- _INPUT RECORDS_:
>> Start
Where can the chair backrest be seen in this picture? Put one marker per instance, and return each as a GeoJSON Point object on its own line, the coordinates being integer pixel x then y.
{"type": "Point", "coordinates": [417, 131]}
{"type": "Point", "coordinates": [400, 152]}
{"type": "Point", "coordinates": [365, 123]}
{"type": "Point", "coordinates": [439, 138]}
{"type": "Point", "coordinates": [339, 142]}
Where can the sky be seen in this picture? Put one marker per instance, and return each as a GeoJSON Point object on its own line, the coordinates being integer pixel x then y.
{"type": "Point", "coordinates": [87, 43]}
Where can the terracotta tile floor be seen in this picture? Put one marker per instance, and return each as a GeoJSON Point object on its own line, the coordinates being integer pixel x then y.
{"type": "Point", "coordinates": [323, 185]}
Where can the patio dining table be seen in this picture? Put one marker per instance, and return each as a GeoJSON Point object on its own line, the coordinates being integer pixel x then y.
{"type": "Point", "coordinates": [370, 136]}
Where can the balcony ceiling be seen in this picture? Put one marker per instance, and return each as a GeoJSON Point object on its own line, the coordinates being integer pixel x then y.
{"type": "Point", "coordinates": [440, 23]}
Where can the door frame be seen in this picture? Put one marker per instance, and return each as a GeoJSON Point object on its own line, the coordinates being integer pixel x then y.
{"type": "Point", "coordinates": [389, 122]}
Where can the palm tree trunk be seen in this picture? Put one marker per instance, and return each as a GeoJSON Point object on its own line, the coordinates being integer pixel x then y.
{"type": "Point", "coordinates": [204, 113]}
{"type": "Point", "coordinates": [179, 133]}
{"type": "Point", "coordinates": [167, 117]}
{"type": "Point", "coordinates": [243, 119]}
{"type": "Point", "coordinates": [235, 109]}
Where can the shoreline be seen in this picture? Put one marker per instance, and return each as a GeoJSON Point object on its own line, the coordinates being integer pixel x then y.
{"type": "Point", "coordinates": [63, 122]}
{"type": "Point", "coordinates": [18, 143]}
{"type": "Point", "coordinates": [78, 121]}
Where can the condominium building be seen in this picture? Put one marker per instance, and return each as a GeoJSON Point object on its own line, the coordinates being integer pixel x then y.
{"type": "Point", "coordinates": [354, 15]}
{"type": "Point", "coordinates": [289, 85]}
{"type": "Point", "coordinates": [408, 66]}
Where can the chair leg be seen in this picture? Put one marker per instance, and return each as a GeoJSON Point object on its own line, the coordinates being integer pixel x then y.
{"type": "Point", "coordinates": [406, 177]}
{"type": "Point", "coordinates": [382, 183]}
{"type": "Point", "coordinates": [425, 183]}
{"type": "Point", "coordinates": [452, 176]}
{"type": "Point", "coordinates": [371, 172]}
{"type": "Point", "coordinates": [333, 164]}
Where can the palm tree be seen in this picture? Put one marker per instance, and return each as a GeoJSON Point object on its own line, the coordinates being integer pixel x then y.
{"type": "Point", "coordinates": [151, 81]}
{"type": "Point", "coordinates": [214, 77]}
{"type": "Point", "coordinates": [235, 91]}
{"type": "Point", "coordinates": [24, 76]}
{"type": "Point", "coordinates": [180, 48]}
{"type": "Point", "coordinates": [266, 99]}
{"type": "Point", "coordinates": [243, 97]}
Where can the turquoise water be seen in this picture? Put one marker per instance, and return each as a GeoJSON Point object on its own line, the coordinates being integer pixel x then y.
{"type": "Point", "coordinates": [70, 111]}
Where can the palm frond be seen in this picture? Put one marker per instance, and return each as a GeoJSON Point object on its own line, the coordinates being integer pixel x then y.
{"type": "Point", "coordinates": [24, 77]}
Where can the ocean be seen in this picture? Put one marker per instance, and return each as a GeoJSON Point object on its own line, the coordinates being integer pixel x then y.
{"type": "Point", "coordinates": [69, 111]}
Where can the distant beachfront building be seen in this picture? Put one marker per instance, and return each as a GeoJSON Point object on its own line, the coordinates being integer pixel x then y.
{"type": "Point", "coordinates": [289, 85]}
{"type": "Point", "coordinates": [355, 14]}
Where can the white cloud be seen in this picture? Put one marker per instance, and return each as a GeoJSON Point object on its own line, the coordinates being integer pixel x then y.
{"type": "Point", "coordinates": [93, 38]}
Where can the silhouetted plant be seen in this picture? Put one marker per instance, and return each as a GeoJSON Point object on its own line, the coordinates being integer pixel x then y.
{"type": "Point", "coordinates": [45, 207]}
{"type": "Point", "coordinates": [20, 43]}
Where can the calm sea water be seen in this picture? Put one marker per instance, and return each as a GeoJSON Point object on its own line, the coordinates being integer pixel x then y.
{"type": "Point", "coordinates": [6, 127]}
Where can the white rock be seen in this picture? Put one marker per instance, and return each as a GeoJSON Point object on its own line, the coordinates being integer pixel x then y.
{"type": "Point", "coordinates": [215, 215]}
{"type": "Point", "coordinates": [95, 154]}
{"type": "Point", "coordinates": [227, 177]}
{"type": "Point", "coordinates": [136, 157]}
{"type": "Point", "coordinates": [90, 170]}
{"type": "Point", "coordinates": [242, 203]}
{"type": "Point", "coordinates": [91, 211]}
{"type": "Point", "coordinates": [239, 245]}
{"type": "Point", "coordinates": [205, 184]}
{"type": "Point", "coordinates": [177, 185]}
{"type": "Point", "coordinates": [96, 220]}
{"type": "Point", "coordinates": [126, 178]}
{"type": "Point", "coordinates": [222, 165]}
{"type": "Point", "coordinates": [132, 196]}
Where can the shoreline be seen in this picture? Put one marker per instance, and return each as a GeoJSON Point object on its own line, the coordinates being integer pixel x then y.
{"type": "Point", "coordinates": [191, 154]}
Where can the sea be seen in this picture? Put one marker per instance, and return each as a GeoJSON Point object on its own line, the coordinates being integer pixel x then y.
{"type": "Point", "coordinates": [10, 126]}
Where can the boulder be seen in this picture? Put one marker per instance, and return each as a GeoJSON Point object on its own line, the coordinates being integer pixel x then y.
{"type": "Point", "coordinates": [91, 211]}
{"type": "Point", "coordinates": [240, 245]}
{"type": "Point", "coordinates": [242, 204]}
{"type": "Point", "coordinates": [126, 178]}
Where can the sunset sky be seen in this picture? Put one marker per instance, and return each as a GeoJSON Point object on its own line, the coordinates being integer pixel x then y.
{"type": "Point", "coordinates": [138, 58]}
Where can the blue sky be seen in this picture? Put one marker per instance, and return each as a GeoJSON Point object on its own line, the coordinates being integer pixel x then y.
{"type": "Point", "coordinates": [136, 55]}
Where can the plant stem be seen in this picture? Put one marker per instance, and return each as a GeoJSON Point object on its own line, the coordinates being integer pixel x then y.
>> End
- _TASK OBJECTIVE_: Reproduce all of the entries above, switching "marker" to "pin" wherever it occurs and keeping everything else unchanged.

- _TASK SOLUTION_:
Where can the chair backrest be seen in this picture? Put one pin per instance, and return each as a GeoJSON Point object on its own line, the coordinates being integer pixel x then y.
{"type": "Point", "coordinates": [417, 131]}
{"type": "Point", "coordinates": [400, 152]}
{"type": "Point", "coordinates": [365, 123]}
{"type": "Point", "coordinates": [439, 138]}
{"type": "Point", "coordinates": [339, 142]}
Where can the sky be seen in this picture? Put one pin per instance, and return each as a GeoJSON Point object on its own line, the coordinates being integer pixel x then y.
{"type": "Point", "coordinates": [87, 43]}
Where can the terracotta tile floor be seen in this picture? Put one pin per instance, and return each as a GeoJSON Point object on its own line, the coordinates being integer pixel x then y.
{"type": "Point", "coordinates": [323, 185]}
Where can the patio dining table be seen in this picture? Put one pin per instance, and return each as a GeoJSON Point object on its own line, the coordinates being integer pixel x then y.
{"type": "Point", "coordinates": [370, 136]}
Where can the balcony ceiling be seen in this picture? Put one pin per instance, and return each as a GeoJSON Point object on its own line, the coordinates being integer pixel x then y.
{"type": "Point", "coordinates": [440, 23]}
Where can the door frame be seen in this picture? Put one pin per instance, and return each as a GeoJSON Point object on its own line, the coordinates being integer pixel x then y.
{"type": "Point", "coordinates": [389, 122]}
Where can the palm tree trunk be seen in this picture? Put one pin per instance, and return each as a GeoJSON Point object on its own line, the coordinates being integer pixel x then y.
{"type": "Point", "coordinates": [204, 113]}
{"type": "Point", "coordinates": [179, 133]}
{"type": "Point", "coordinates": [167, 117]}
{"type": "Point", "coordinates": [243, 119]}
{"type": "Point", "coordinates": [235, 109]}
Where can the shoreline be seen in this picture? Put one pin per instance, and return each as a GeoJSON Point object on its own line, the coordinates being integer pixel x then y.
{"type": "Point", "coordinates": [63, 122]}
{"type": "Point", "coordinates": [18, 143]}
{"type": "Point", "coordinates": [78, 121]}
Where can the condominium building be seen in this picture? Put one pin per instance, and return each as a GeoJSON Point object on its own line, the coordinates being integer pixel x then y.
{"type": "Point", "coordinates": [354, 15]}
{"type": "Point", "coordinates": [289, 85]}
{"type": "Point", "coordinates": [408, 66]}
Where can the chair leg be seen in this picture? Put one pin per instance, and return each as a GeoJSON Point object on its own line, the coordinates being integer pixel x then y.
{"type": "Point", "coordinates": [406, 177]}
{"type": "Point", "coordinates": [382, 183]}
{"type": "Point", "coordinates": [425, 183]}
{"type": "Point", "coordinates": [452, 176]}
{"type": "Point", "coordinates": [371, 172]}
{"type": "Point", "coordinates": [333, 164]}
Where can the palm tree be seen in this picture? Put one pin per instance, and return each as a GeoJSON Point object on its own line, the coordinates being integer pixel x then y.
{"type": "Point", "coordinates": [151, 81]}
{"type": "Point", "coordinates": [214, 77]}
{"type": "Point", "coordinates": [235, 91]}
{"type": "Point", "coordinates": [24, 76]}
{"type": "Point", "coordinates": [180, 48]}
{"type": "Point", "coordinates": [266, 99]}
{"type": "Point", "coordinates": [243, 97]}
Where can the turquoise water be seen in this picture? Put one pin per instance, and return each as a GeoJSON Point object on its own line, the coordinates being integer pixel x then y.
{"type": "Point", "coordinates": [70, 111]}
Where can the palm frond be seen in this picture? Put one pin per instance, and return each as a GeoJSON Point object on its own line, the coordinates being integer pixel x then y.
{"type": "Point", "coordinates": [24, 77]}
Where can the ocean be seen in this picture? Put one pin per instance, and return each as a GeoJSON Point object on its own line, the coordinates being integer pixel x then y.
{"type": "Point", "coordinates": [69, 111]}
Where can the distant beachfront building be seen in this picture? Put one pin per instance, and return each as a GeoJSON Point object on its own line, the coordinates being integer pixel x then y.
{"type": "Point", "coordinates": [289, 85]}
{"type": "Point", "coordinates": [355, 14]}
Where can the white cloud be seen in this picture? Put one pin per instance, and return each as a GeoJSON Point object on its own line, the coordinates being integer pixel x then y.
{"type": "Point", "coordinates": [93, 38]}
Where can the silhouetted plant be seen in this picture? Put one pin per instance, and return each as a GeoJSON Point object on its own line, the coordinates being integer pixel x then y.
{"type": "Point", "coordinates": [45, 207]}
{"type": "Point", "coordinates": [20, 43]}
Where can the calm sea water be seen in this picture? Put one pin per instance, and return each as a GeoJSON Point object on its own line, the coordinates being integer pixel x then y.
{"type": "Point", "coordinates": [6, 127]}
Where can the white rock be seen in this picture? Put one pin per instance, and return each as a GeoJSON Point object on its own line, the coordinates being integer pixel x then y.
{"type": "Point", "coordinates": [215, 215]}
{"type": "Point", "coordinates": [95, 154]}
{"type": "Point", "coordinates": [227, 177]}
{"type": "Point", "coordinates": [136, 157]}
{"type": "Point", "coordinates": [90, 170]}
{"type": "Point", "coordinates": [242, 203]}
{"type": "Point", "coordinates": [91, 211]}
{"type": "Point", "coordinates": [239, 245]}
{"type": "Point", "coordinates": [205, 184]}
{"type": "Point", "coordinates": [177, 185]}
{"type": "Point", "coordinates": [96, 220]}
{"type": "Point", "coordinates": [126, 178]}
{"type": "Point", "coordinates": [222, 165]}
{"type": "Point", "coordinates": [132, 196]}
Where can the shoreline be seen in this picture? Put one pin per instance, and return each as a GeoJSON Point object on its own line, the coordinates being integer pixel x then y.
{"type": "Point", "coordinates": [191, 154]}
Where can the sea be seen in this picture? Put one pin per instance, and return each as a GeoJSON Point object on its own line, the coordinates being integer pixel x then y.
{"type": "Point", "coordinates": [10, 126]}
Where can the boulder be seen in this picture? Put one pin per instance, and return each as a GeoJSON Point object on its own line, the coordinates being integer pixel x then y.
{"type": "Point", "coordinates": [91, 211]}
{"type": "Point", "coordinates": [240, 245]}
{"type": "Point", "coordinates": [242, 204]}
{"type": "Point", "coordinates": [126, 178]}
Where can the sunset sky be seen in this picture? Put one pin per instance, and return each as a GeoJSON Point object on its own line, the coordinates being integer pixel x then y.
{"type": "Point", "coordinates": [138, 58]}
Where can the blue sky be seen in this picture? Put one pin per instance, and return each as a GeoJSON Point object on its own line, the coordinates being integer pixel x then y.
{"type": "Point", "coordinates": [136, 55]}
Where can the plant stem be seen in this picture? Put one pin per instance, and return each as a GeoJSON Point object on its own line, the coordinates being integer pixel x then y.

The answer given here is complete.